▸ TEXT TO READ
◆ ◆ ◆ ◆ ◆ ◆ ◆

For the last couple of weeks we've been focusing on loans from Chinese and Japanese into English and from English into Chinese and Japanese. In this post, I'd like to demonstrate the intricate intertwining of Mandarin, topolectal Chinese, Japanese, and English, with Japanese providing for Chinese two key terms from comic book culture. All of these things are illustrated in the following promotional item that Nuno Sobral stumbled upon in the QQ music app:
This seems to say:
zhème kě'ài 這麼可愛
("so cute")
yīdìng shì nán háizi 一定是囡孩子
(*"it must be a boy")
méng nán • zhèngtài 萌男•正太
(*"budding boy • truly too")
yīgè dōu bùnéng shǎo 一個都不能少
("not one should be omitted" OR "not one should be left out")
kě'ài nánshēng • méng fān nǐ 可愛男生 • MV萌翻你
(*"lovely boy • MV budding will turn you")
Of course, this is a highly unsatisfactory understanding, but it's the best that most people who are not "hip" to the new borrowings from Japanese and alert to topolectal nuances will be able to do. Here and below, when I say "most people", I'm talking about those who are literate in Modern Standard Mandarin (MSM), but are not au courant with the latest trends in popular usage.
In the second line, most people would know neither the sound nor the meaning of 囡, but the fact that it is annotated with Pinyin as nán suggests that we should understand it as nán 男 ("male"), since nán háizi 男孩子 ("boy") is a very common lexical item in MSM, and nán háizi 囡孩子 seems to be another way of writing that, albeit a very weird way, since 囡 — not a standard character — consists of n ǚ 女 ("girl") inside of a box! Even though most readers wouldn't know the meaning of 囡孩子 because they are unfamiliar with the character 囡, the annotated reading of nán háizi will ineluctably elicit the meaning "boy" for MSM readers. Though most people will automatically interpret it precisely that way, they would be wrong, according to the hippest understanding of what has been written. Actually, they would only be partially wrong, because the people who wrote this jingle do want "it must be a boy" to come across as one of the possible readings of yīdìng shì nán háizi 一定是囡孩子. But the really with-it reading of yīdìng shì nán háizi 一定是囡孩子 is something rather different. To find out what that might be, we must tackle the unusual character 囡 head-on.

◆ ◆ ◆ ◆ ◆ ◆ ◆

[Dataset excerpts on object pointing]
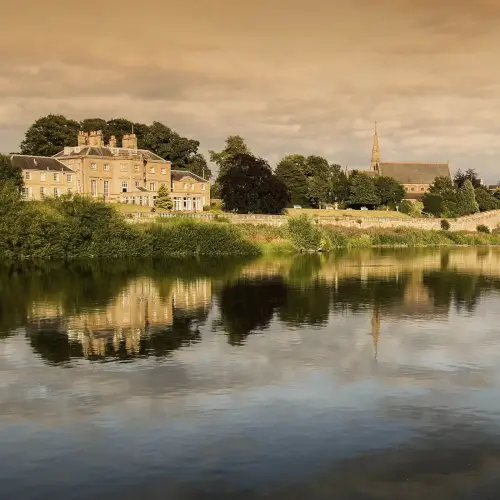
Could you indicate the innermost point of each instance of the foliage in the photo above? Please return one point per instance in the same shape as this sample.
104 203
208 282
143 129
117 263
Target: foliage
163 199
482 228
49 134
362 190
290 171
466 199
235 145
485 200
389 190
433 204
413 209
305 235
9 173
339 188
77 227
249 186
445 225
469 175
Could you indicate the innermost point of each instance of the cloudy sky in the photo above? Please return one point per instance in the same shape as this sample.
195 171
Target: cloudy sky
289 76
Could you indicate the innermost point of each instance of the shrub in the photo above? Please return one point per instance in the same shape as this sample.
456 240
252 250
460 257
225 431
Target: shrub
304 234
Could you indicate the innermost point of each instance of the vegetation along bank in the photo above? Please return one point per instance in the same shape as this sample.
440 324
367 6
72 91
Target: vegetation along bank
76 227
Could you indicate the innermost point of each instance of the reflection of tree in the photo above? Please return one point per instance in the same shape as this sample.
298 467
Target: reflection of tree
463 289
306 305
247 306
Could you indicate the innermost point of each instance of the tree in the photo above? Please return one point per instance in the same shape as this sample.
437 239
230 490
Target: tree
362 190
433 204
235 145
389 190
9 173
49 134
317 171
339 188
248 185
169 145
163 198
198 165
466 199
290 171
470 174
485 200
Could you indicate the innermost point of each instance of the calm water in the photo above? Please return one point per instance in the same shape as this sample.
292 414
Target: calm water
370 375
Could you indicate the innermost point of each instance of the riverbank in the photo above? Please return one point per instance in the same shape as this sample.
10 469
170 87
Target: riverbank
80 228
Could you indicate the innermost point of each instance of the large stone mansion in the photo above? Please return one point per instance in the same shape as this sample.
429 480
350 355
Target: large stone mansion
123 174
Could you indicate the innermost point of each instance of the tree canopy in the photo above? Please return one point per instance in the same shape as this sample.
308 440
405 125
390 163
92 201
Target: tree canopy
50 134
248 185
10 174
290 171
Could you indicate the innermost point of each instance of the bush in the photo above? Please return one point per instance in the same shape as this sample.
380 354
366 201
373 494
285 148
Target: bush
305 235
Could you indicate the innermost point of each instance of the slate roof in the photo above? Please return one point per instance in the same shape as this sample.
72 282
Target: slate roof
26 162
414 173
107 152
178 175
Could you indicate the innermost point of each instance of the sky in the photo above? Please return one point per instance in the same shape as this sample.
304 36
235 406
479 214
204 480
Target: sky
287 75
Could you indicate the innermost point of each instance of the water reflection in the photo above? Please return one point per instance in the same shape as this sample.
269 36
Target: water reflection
106 311
369 374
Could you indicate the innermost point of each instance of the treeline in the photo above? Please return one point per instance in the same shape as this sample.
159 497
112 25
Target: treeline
76 227
464 195
247 184
49 134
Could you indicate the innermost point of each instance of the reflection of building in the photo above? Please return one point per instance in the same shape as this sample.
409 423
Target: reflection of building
132 316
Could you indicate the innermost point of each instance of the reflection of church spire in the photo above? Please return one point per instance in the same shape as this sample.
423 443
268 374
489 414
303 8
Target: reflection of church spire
375 152
375 328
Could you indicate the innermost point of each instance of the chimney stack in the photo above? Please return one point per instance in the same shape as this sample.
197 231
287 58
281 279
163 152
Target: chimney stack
129 141
82 138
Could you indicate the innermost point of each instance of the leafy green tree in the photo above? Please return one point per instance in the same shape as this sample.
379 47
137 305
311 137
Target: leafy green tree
433 204
49 134
169 145
466 199
163 199
9 173
389 190
362 190
470 174
339 187
485 200
198 165
317 171
290 171
248 185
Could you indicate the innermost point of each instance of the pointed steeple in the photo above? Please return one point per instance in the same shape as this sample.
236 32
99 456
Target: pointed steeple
375 152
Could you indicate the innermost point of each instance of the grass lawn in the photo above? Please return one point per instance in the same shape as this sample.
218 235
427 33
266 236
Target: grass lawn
346 213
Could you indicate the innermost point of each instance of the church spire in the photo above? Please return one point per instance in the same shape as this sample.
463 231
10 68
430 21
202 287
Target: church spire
375 152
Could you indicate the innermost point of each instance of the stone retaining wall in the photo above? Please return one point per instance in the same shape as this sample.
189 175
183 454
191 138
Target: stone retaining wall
469 223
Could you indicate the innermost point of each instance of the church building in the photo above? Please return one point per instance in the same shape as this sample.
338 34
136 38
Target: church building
416 177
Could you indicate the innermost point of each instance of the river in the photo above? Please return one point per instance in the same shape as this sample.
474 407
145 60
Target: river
359 375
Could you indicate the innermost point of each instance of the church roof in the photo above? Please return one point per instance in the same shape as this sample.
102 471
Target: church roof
414 173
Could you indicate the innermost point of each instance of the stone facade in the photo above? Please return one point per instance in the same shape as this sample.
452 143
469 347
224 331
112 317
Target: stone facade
124 175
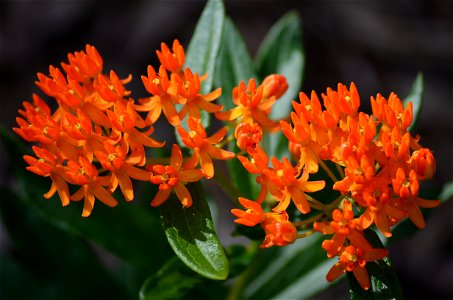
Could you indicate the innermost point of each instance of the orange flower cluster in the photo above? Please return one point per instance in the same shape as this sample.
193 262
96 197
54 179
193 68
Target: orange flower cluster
96 138
379 162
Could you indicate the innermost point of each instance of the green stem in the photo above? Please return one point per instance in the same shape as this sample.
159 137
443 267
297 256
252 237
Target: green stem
227 186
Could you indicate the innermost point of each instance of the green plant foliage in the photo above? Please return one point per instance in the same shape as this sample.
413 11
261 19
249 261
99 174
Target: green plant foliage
281 52
172 281
234 65
294 272
191 234
205 43
416 97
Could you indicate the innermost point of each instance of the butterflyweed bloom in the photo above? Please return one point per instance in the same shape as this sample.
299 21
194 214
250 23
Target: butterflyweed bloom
164 97
114 159
253 215
248 136
256 165
47 165
95 138
286 183
83 173
343 227
252 106
188 86
279 231
172 61
353 259
173 177
203 146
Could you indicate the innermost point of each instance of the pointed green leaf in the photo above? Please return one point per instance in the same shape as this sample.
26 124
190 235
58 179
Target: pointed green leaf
172 281
384 281
191 234
282 52
205 43
233 64
416 97
293 272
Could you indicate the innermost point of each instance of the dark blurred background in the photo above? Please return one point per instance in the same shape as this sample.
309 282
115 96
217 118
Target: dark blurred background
380 45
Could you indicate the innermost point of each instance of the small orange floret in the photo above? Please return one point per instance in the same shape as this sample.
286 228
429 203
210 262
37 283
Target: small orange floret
173 178
253 214
172 61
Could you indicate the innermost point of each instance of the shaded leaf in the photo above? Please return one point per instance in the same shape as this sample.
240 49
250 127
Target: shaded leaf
416 97
233 63
172 281
205 43
384 281
295 271
191 234
282 52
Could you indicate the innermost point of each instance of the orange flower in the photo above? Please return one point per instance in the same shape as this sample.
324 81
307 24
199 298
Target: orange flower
342 226
203 146
279 231
173 62
84 66
258 163
47 165
164 99
274 85
354 259
188 86
286 183
110 89
113 158
173 177
85 174
423 163
250 217
248 136
250 106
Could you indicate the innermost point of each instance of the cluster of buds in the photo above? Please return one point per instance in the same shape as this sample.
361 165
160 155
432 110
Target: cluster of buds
96 137
377 169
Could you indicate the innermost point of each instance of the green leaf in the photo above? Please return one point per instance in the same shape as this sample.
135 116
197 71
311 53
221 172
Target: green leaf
384 281
205 43
282 52
172 281
191 234
233 64
293 272
129 230
416 97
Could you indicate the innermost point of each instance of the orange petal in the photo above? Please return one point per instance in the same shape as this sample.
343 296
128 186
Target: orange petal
183 194
300 201
335 272
88 204
206 164
103 195
160 197
361 274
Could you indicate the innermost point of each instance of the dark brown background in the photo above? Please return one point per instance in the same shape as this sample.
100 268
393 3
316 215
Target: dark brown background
380 45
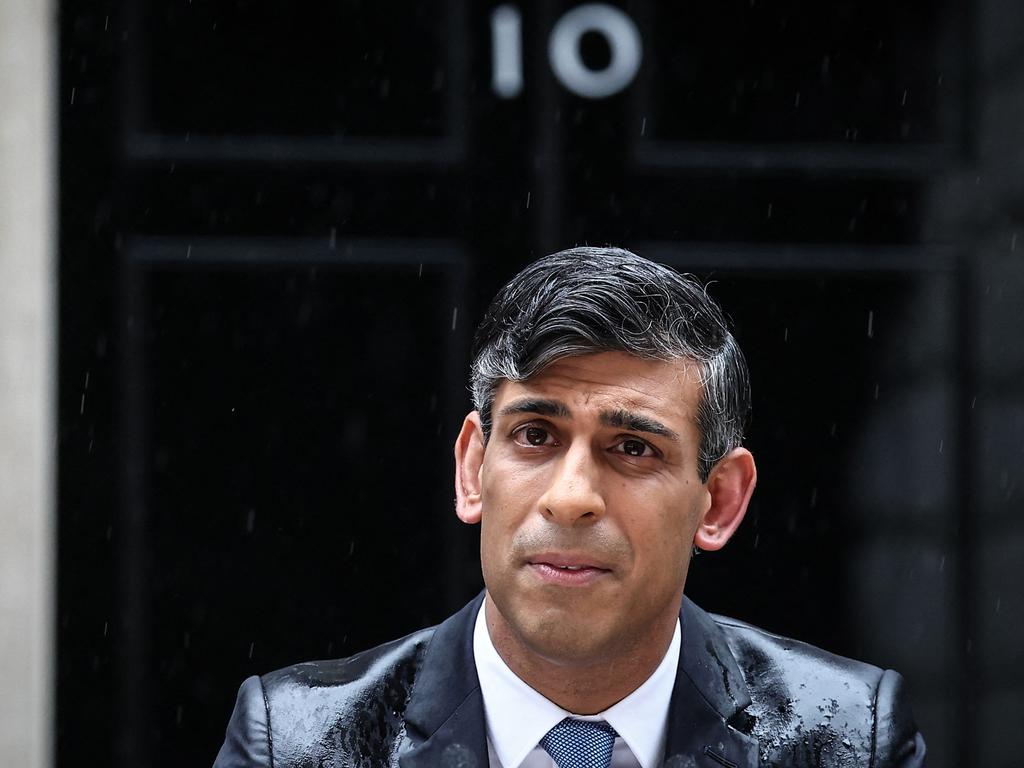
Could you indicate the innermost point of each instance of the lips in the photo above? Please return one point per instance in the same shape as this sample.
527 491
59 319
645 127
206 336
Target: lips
566 569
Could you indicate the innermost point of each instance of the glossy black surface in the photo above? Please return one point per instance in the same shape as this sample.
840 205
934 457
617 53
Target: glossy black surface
741 697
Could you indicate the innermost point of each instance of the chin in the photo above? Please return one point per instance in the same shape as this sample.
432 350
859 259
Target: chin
566 642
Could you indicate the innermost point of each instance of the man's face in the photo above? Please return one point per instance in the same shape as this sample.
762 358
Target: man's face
590 500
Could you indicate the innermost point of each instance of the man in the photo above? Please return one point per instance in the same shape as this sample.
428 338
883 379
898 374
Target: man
603 451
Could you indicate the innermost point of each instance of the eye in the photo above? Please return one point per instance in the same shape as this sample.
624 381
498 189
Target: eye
532 435
636 449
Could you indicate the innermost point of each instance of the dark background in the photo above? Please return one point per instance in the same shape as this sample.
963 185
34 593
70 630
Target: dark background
281 221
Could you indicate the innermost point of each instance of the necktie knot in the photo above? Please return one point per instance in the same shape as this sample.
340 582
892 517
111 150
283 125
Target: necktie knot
580 743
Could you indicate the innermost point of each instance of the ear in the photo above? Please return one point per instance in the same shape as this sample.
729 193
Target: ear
468 464
729 485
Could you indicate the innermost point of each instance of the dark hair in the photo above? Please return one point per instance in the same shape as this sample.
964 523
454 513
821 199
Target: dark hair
588 300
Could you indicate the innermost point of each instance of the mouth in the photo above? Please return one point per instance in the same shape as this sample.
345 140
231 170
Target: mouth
566 570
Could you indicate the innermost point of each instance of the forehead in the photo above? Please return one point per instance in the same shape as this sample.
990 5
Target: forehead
669 389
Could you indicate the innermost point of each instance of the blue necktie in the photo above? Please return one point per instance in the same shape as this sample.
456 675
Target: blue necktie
581 743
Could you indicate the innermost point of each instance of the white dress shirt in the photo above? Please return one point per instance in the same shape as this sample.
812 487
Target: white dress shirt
517 717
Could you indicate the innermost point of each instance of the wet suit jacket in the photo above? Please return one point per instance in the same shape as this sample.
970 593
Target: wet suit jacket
742 697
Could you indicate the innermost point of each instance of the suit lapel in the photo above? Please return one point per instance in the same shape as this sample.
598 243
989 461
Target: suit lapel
444 717
709 692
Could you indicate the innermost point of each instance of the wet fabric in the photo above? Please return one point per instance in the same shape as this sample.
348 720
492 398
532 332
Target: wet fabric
742 697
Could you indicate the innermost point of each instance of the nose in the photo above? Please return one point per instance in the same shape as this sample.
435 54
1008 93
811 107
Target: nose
574 492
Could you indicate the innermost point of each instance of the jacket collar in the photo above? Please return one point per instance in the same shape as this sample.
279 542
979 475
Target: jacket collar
444 715
710 695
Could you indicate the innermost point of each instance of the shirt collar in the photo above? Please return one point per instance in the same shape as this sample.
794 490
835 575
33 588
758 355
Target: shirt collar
517 717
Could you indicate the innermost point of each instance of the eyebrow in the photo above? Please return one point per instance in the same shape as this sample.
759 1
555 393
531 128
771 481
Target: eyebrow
620 418
637 423
537 406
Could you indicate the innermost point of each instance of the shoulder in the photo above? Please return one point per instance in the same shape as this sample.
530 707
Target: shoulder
815 708
326 713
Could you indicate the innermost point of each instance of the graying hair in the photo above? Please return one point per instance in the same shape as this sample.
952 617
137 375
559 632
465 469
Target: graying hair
588 300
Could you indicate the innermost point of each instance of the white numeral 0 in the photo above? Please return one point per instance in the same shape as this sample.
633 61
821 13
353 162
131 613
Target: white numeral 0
563 50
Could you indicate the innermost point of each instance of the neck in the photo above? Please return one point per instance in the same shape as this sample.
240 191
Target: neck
581 686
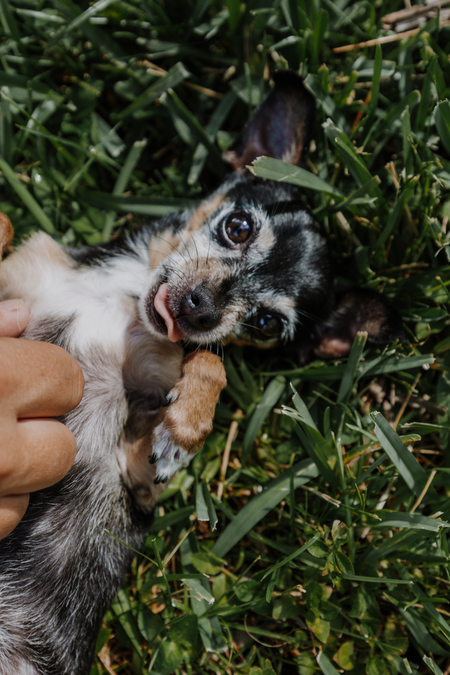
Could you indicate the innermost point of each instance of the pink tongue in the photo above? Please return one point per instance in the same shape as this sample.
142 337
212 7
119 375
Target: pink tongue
161 305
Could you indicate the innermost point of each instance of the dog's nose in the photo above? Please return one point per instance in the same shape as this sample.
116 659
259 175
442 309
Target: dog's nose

◆ ◆ ◆ ◆ ◆ ◆ ◆

▸ EXERCISE SET
1) Rewrite the paragraph of the piece on Chinese, Japanese, and English borrowings that begins "Of course, this is a highly unsatisfactory understanding" in a shorter form, keeping its main facts.
2) Count how many lines of the listing contain the word "cloudy", and give only that number.

▸ WORKED SOLUTIONS
1) The rough translation is highly unsatisfactory, but it is the best most people can manage if they are not "hip" to the new borrowings from Japanese and alert to topolectal nuances. "Most people" here means those literate in Modern Standard Mandarin (MSM) who are not au courant with the latest trends in popular usage.

2) 2